• _RECORDS TO USE_

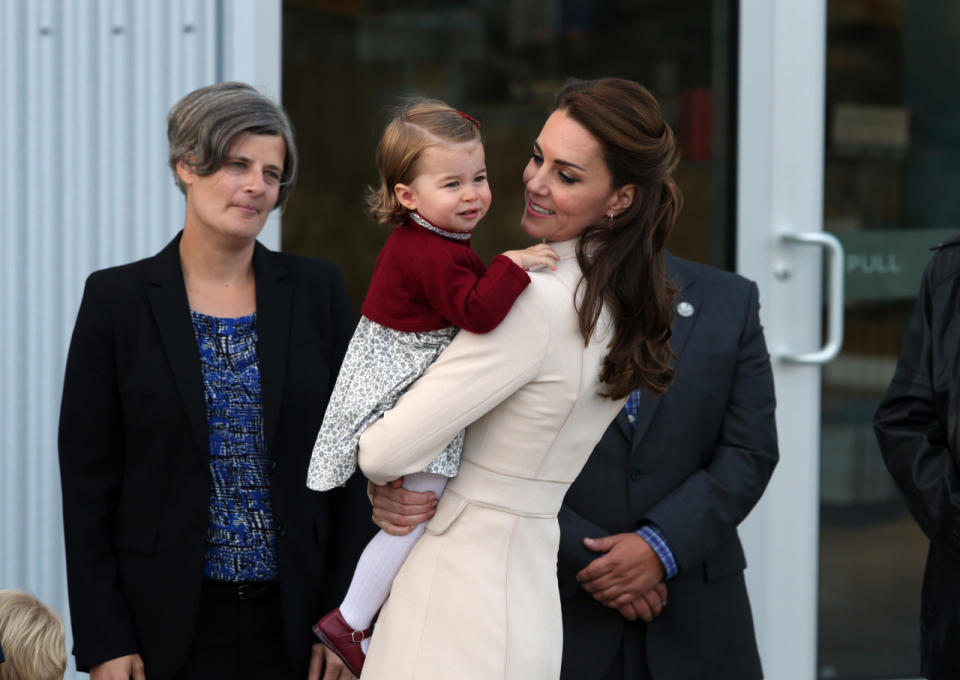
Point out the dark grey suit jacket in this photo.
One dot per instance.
(695, 464)
(134, 456)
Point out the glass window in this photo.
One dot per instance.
(892, 151)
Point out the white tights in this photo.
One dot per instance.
(381, 560)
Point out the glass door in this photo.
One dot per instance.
(892, 160)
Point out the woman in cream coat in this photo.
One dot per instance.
(477, 598)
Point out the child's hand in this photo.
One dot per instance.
(534, 256)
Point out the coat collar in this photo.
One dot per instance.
(167, 295)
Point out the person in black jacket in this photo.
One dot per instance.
(660, 498)
(684, 470)
(916, 426)
(195, 384)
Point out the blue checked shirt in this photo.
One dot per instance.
(650, 532)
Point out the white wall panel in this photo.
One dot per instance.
(84, 184)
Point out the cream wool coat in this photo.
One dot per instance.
(477, 598)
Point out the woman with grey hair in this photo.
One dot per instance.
(195, 384)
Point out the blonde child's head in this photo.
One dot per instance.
(416, 125)
(32, 637)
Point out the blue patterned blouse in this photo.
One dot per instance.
(241, 542)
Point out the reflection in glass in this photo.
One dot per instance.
(892, 152)
(345, 61)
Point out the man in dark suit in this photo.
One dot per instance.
(662, 496)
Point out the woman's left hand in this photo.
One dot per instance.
(325, 662)
(628, 569)
(397, 510)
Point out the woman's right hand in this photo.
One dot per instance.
(534, 256)
(122, 668)
(397, 510)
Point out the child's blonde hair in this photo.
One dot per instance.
(32, 637)
(417, 124)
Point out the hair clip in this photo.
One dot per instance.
(470, 118)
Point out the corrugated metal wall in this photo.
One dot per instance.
(84, 184)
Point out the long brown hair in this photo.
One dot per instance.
(622, 260)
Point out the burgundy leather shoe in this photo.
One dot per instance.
(334, 632)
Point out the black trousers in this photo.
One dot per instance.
(239, 636)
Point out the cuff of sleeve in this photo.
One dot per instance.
(655, 538)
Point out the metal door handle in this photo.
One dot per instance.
(834, 300)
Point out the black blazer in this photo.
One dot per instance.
(695, 464)
(919, 435)
(134, 456)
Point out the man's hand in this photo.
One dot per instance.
(397, 510)
(647, 606)
(629, 569)
(324, 661)
(121, 668)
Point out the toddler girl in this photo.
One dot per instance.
(427, 284)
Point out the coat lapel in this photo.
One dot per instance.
(682, 326)
(171, 310)
(274, 300)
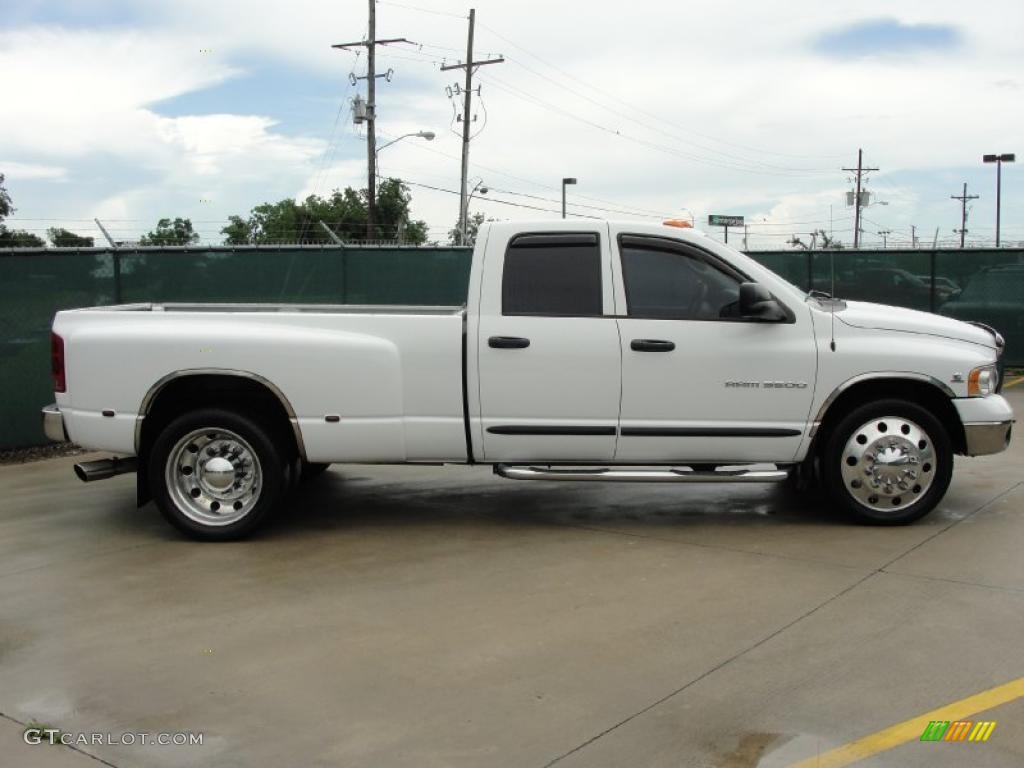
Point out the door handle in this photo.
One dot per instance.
(651, 345)
(508, 342)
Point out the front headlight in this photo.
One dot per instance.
(982, 381)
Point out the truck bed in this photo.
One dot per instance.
(391, 375)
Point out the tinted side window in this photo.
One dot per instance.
(671, 284)
(552, 274)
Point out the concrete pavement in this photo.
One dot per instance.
(441, 616)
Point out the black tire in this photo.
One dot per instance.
(269, 481)
(914, 442)
(311, 470)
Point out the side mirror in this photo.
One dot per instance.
(757, 303)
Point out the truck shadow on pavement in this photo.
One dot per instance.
(352, 499)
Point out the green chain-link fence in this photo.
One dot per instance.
(986, 286)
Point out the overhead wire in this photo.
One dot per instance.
(620, 100)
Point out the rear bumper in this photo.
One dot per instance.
(53, 426)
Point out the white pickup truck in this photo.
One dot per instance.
(585, 351)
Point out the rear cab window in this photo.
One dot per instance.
(553, 274)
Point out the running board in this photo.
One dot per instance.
(103, 468)
(625, 474)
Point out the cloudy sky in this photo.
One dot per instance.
(136, 111)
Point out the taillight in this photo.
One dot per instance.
(56, 364)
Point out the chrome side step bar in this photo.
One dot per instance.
(103, 468)
(629, 474)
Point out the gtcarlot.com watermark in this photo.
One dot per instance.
(144, 738)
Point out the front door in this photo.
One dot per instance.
(699, 383)
(548, 347)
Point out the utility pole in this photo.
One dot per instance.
(371, 44)
(964, 200)
(998, 160)
(860, 171)
(468, 66)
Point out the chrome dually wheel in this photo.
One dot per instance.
(889, 463)
(214, 476)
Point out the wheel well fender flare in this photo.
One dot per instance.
(926, 390)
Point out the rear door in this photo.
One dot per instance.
(698, 382)
(548, 347)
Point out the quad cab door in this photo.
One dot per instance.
(700, 383)
(547, 346)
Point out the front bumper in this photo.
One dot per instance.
(987, 423)
(53, 426)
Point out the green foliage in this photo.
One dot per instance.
(18, 239)
(13, 238)
(6, 208)
(472, 229)
(177, 232)
(61, 238)
(344, 212)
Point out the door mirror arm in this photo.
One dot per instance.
(757, 303)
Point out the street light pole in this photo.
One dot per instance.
(998, 160)
(565, 181)
(464, 218)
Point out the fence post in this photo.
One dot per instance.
(931, 293)
(117, 275)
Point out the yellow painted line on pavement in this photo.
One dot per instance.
(911, 730)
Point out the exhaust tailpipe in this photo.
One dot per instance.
(103, 468)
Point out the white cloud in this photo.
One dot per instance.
(749, 117)
(18, 171)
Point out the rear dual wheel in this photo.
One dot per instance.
(888, 463)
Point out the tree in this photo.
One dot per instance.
(61, 238)
(472, 229)
(819, 241)
(345, 212)
(13, 238)
(6, 208)
(238, 232)
(18, 239)
(177, 232)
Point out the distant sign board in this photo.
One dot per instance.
(718, 220)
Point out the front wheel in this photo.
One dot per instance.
(888, 463)
(216, 474)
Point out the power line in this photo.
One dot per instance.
(964, 198)
(619, 112)
(421, 10)
(635, 139)
(634, 108)
(857, 201)
(469, 67)
(496, 200)
(370, 43)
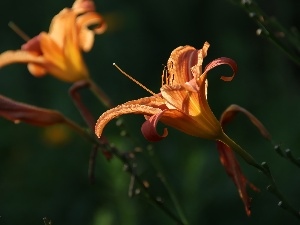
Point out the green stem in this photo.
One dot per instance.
(270, 27)
(168, 187)
(239, 150)
(265, 170)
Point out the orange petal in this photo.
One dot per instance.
(221, 61)
(179, 64)
(149, 128)
(88, 24)
(20, 112)
(229, 114)
(83, 6)
(20, 56)
(131, 107)
(233, 170)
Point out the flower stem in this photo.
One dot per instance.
(287, 41)
(168, 187)
(264, 168)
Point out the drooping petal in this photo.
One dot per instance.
(149, 128)
(222, 61)
(202, 121)
(141, 106)
(227, 156)
(233, 170)
(58, 27)
(33, 45)
(88, 25)
(229, 114)
(179, 64)
(20, 112)
(66, 62)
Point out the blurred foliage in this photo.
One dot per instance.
(43, 172)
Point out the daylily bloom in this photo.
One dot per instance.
(182, 102)
(59, 51)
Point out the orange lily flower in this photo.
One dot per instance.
(59, 51)
(182, 102)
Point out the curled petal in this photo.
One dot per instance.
(20, 112)
(33, 45)
(126, 108)
(221, 61)
(149, 128)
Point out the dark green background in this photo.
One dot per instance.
(40, 178)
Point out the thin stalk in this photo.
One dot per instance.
(265, 170)
(270, 27)
(168, 187)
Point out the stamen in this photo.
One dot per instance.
(134, 80)
(18, 31)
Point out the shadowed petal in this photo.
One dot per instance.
(229, 114)
(222, 61)
(88, 25)
(19, 56)
(227, 156)
(149, 128)
(140, 106)
(233, 170)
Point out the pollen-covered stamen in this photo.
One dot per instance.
(18, 31)
(134, 80)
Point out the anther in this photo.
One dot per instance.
(134, 80)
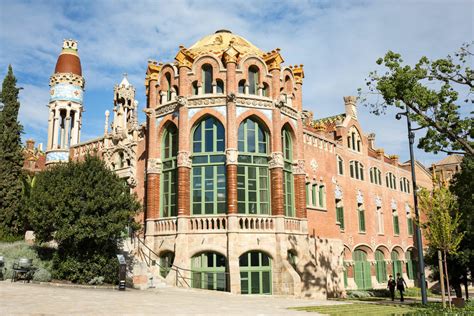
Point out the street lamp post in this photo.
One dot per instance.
(419, 242)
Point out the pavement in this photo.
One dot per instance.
(48, 299)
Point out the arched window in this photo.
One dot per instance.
(209, 271)
(391, 181)
(255, 273)
(356, 170)
(242, 86)
(168, 87)
(380, 266)
(265, 90)
(404, 185)
(354, 141)
(208, 164)
(288, 184)
(220, 86)
(375, 176)
(340, 165)
(362, 276)
(169, 152)
(195, 88)
(207, 78)
(253, 79)
(253, 192)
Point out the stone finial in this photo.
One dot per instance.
(371, 139)
(350, 103)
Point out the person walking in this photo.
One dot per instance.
(391, 286)
(401, 284)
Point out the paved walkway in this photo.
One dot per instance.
(24, 298)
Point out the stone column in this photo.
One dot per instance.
(67, 126)
(50, 128)
(184, 161)
(153, 163)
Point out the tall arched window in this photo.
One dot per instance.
(168, 87)
(253, 80)
(207, 78)
(169, 152)
(253, 192)
(286, 143)
(208, 163)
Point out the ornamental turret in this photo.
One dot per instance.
(65, 104)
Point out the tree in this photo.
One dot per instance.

• _WORK INSTRUCTION_
No pictures should appear; only the lines from the first line of the records through the line with "Point out the glass door in this photo.", both included, are to be restated word for word.

• _SOLUTION_
Point out the dark grey suit jacket in this photo.
One dot per instance.
(695, 464)
(134, 456)
Point out the glass window in this photo.
One dot per instance.
(892, 151)
Point out the white tights in this photo.
One dot per instance.
(381, 560)
Point out the glass door in this photo.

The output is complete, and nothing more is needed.